Count the lines in the data below that contain the string "snow", treating uppercase and lowercase as different. Reply with the number only.

» Material for the task
------------------------

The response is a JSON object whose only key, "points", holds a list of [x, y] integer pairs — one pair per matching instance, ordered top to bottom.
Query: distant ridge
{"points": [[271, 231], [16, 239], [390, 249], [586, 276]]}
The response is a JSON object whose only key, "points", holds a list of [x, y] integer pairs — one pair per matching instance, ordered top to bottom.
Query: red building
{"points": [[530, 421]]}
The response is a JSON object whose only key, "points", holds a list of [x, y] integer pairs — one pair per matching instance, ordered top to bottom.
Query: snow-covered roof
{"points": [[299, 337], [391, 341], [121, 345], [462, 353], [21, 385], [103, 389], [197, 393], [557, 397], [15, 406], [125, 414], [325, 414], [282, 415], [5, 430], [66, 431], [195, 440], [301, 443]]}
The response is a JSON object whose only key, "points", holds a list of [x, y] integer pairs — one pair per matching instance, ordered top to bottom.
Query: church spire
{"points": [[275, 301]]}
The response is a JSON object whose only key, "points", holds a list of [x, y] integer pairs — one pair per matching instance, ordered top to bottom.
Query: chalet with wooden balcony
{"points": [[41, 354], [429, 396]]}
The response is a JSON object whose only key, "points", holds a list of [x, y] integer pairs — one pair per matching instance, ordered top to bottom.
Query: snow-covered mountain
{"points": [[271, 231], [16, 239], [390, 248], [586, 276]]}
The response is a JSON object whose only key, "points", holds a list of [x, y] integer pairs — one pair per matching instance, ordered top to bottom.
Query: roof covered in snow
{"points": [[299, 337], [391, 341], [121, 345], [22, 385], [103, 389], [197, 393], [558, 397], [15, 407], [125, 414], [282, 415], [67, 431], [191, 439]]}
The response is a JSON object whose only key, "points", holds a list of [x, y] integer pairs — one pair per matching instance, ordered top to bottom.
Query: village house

------------------------

» Task result
3